Please pick out and copy every line in the entries below that contains the word "shaped".

== Data excerpts

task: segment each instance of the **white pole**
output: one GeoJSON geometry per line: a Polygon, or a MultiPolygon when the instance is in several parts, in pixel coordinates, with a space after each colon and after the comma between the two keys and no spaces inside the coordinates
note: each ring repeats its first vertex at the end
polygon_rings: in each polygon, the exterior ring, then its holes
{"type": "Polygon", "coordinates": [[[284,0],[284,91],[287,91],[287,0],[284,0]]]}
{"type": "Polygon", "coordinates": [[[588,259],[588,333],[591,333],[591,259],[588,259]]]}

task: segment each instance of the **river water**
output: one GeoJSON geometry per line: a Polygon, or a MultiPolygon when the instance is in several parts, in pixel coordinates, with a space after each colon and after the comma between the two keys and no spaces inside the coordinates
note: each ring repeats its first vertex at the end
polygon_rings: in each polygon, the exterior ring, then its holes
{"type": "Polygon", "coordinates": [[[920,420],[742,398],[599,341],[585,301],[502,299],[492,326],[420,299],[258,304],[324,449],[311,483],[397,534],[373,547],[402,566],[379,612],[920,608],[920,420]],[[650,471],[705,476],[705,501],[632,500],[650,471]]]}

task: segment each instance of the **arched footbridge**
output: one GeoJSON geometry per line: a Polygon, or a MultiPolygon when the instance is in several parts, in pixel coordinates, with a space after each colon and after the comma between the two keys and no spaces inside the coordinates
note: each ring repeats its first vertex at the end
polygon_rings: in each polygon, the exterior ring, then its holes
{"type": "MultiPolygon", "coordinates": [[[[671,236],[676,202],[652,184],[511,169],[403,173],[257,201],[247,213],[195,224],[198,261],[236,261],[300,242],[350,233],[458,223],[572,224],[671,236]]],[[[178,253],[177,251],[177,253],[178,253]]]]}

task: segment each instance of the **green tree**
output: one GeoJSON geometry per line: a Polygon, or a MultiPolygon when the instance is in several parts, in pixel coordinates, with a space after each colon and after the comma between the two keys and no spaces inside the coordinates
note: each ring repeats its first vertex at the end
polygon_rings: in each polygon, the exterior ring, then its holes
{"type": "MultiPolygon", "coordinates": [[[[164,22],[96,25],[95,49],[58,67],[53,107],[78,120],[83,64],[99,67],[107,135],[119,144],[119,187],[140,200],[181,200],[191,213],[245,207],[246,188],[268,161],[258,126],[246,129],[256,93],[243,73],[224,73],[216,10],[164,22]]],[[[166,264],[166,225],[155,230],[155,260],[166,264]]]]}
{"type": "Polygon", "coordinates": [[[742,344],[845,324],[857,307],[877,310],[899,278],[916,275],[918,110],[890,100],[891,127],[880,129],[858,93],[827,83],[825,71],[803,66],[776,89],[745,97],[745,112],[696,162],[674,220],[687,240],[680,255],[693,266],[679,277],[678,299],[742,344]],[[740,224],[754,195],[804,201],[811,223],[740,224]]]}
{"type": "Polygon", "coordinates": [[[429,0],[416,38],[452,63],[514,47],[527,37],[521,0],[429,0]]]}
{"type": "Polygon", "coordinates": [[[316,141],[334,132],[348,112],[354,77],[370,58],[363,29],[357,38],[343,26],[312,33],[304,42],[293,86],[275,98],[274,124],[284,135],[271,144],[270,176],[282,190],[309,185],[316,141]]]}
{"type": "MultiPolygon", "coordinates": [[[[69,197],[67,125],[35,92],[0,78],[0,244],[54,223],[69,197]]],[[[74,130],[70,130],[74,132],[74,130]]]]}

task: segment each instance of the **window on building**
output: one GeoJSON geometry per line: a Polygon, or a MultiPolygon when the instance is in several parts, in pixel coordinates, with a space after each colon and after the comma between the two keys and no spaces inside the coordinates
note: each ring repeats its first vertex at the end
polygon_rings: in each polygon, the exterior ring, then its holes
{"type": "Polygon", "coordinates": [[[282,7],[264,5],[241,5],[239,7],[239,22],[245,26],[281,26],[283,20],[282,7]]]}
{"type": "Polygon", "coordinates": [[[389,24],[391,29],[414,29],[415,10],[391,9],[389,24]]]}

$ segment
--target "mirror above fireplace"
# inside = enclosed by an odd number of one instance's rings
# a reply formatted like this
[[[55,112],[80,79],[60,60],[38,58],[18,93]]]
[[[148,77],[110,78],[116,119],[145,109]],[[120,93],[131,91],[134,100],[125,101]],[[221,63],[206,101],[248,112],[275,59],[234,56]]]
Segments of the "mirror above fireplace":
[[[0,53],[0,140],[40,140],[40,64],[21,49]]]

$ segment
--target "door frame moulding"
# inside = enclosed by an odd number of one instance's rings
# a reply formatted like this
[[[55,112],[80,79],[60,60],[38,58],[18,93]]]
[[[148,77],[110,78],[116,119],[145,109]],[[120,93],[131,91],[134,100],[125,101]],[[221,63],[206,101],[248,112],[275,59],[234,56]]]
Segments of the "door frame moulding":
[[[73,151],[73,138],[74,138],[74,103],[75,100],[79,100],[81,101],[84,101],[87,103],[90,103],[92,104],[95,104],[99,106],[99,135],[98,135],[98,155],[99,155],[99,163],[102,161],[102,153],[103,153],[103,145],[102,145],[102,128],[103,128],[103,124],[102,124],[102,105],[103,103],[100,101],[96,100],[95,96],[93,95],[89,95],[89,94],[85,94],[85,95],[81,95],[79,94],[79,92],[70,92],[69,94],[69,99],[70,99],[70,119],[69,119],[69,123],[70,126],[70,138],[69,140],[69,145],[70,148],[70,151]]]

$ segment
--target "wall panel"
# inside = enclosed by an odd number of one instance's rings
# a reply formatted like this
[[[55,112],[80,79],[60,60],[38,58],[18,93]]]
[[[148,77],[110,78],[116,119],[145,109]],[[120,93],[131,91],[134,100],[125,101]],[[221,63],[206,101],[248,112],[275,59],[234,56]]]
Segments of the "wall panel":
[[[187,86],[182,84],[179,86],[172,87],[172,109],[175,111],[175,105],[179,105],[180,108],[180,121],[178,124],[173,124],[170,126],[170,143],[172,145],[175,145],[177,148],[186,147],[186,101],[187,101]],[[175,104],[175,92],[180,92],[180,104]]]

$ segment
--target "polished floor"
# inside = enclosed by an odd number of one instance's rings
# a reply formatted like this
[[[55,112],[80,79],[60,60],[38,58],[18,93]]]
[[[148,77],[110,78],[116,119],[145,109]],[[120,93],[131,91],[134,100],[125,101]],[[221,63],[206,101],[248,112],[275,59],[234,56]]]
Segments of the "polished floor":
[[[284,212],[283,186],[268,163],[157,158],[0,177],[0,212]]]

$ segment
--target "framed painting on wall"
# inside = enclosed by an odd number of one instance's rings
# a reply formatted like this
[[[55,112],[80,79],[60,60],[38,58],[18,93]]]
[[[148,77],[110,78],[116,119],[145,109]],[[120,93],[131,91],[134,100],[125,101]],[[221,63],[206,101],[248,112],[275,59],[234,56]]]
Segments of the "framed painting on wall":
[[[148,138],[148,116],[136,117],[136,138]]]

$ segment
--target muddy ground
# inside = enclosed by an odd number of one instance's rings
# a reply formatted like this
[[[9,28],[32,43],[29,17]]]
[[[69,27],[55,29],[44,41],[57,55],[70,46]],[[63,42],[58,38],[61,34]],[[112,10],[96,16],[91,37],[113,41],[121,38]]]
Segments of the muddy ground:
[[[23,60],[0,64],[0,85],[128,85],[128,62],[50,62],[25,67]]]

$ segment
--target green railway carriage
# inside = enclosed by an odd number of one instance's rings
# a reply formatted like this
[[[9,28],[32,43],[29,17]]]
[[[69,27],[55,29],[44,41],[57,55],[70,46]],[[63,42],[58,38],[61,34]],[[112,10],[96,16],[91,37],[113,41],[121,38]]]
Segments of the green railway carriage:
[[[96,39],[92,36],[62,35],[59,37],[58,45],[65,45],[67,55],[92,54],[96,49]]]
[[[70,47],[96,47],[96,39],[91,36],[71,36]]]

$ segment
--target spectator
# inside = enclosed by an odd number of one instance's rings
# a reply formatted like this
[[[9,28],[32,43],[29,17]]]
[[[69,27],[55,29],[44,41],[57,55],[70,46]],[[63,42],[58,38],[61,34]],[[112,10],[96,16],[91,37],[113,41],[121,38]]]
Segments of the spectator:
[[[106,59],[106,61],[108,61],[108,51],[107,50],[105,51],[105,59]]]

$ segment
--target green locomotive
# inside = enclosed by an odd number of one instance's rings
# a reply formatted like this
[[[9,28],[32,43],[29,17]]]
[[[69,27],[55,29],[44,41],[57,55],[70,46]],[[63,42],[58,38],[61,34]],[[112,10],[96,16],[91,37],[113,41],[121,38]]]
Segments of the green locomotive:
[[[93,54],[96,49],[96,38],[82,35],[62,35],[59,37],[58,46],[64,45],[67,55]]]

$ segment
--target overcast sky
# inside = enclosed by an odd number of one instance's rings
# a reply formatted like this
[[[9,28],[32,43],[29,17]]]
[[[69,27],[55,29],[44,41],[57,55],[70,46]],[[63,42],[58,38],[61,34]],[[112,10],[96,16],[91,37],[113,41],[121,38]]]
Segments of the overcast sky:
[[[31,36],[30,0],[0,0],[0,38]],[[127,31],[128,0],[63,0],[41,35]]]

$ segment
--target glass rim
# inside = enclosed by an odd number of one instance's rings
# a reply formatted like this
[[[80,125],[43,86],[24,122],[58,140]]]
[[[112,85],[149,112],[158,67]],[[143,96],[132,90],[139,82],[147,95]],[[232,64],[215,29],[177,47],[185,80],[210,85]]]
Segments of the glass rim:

====
== Data excerpts

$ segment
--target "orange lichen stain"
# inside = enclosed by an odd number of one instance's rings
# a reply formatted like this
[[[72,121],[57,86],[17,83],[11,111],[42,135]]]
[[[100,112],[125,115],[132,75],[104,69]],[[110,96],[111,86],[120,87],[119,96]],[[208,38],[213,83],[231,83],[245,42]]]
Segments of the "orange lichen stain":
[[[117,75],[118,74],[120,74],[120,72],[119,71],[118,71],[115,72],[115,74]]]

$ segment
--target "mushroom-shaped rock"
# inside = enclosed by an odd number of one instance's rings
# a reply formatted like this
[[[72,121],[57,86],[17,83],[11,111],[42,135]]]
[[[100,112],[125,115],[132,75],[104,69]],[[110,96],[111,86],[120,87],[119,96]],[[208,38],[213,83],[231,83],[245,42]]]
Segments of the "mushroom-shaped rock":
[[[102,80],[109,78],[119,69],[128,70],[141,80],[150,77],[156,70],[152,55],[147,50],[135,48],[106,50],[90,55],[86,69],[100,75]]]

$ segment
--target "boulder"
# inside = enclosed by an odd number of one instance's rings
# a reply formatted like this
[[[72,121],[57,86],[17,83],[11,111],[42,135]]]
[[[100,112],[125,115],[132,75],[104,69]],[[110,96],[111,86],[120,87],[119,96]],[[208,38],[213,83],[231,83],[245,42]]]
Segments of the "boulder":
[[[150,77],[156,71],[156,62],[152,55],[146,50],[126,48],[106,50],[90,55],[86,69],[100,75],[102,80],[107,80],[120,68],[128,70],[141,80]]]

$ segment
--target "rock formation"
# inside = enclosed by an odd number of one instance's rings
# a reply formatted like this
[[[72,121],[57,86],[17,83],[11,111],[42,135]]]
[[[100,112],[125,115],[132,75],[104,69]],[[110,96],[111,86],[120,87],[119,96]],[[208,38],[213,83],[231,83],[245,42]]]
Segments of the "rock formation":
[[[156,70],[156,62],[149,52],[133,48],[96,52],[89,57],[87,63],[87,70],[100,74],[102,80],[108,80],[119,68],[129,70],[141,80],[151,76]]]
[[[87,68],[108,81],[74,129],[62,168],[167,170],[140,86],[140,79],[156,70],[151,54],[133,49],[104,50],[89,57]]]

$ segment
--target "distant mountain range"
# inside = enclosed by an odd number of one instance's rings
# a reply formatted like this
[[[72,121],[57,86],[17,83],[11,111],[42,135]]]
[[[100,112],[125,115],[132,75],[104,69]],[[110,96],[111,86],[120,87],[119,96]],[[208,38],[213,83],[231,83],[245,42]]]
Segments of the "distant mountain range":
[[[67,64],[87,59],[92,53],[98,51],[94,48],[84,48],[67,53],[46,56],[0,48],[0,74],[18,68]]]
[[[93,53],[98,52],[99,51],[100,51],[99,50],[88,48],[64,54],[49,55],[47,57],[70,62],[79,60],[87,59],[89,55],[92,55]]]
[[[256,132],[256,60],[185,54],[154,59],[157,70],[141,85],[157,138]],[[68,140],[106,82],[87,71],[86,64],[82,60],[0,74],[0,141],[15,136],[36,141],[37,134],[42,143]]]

====
== Data excerpts

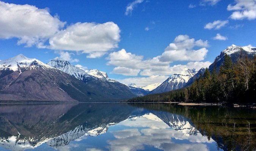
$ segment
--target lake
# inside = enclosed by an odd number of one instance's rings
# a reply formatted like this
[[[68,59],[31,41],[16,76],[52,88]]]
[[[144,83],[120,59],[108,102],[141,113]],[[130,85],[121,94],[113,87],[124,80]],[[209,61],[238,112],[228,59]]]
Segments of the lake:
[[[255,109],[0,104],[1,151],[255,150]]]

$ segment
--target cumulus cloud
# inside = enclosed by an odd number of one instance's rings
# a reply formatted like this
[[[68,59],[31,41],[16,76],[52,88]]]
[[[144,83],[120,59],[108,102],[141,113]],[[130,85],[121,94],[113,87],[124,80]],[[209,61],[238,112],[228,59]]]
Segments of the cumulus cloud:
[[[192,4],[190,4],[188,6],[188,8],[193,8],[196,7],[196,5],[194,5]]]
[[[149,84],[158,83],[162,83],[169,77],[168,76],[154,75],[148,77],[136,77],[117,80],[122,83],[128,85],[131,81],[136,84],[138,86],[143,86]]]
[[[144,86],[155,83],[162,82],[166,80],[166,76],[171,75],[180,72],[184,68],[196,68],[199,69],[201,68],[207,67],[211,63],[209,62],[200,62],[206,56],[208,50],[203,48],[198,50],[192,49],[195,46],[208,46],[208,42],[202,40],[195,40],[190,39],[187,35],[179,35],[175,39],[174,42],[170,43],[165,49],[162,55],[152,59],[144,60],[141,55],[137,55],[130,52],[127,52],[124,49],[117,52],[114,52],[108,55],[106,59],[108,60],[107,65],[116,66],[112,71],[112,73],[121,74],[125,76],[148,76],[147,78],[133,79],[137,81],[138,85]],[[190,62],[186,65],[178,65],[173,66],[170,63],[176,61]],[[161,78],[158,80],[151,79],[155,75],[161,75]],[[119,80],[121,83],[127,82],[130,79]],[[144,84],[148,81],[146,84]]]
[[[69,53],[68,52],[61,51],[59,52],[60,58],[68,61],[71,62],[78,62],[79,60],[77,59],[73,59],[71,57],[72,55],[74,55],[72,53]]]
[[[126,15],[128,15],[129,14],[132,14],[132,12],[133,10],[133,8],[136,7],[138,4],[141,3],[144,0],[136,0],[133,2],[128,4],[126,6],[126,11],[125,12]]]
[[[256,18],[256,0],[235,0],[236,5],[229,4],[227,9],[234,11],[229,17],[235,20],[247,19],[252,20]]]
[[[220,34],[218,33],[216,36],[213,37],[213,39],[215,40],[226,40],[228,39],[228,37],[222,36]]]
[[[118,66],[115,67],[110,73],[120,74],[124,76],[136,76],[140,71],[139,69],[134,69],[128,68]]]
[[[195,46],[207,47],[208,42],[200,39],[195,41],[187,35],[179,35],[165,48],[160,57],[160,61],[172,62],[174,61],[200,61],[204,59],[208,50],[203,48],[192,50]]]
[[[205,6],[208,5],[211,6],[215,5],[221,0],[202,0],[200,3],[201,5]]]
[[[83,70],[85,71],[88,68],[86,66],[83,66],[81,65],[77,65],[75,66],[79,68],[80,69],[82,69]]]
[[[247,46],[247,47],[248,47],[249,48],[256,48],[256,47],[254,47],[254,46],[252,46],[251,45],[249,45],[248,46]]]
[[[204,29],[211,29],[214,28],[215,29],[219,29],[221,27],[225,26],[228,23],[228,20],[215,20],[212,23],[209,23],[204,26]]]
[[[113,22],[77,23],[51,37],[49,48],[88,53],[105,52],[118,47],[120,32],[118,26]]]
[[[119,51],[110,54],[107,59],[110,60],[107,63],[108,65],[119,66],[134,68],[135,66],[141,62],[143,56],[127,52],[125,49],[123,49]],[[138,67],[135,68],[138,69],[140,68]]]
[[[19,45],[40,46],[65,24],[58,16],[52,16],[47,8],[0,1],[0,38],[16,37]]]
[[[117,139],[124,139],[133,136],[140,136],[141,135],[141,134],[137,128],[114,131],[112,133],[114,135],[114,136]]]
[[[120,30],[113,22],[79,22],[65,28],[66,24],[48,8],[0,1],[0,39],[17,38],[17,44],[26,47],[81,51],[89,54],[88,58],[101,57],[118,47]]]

====

Task result -
--target "mushroom-shaped rock"
Segments of the "mushroom-shaped rock":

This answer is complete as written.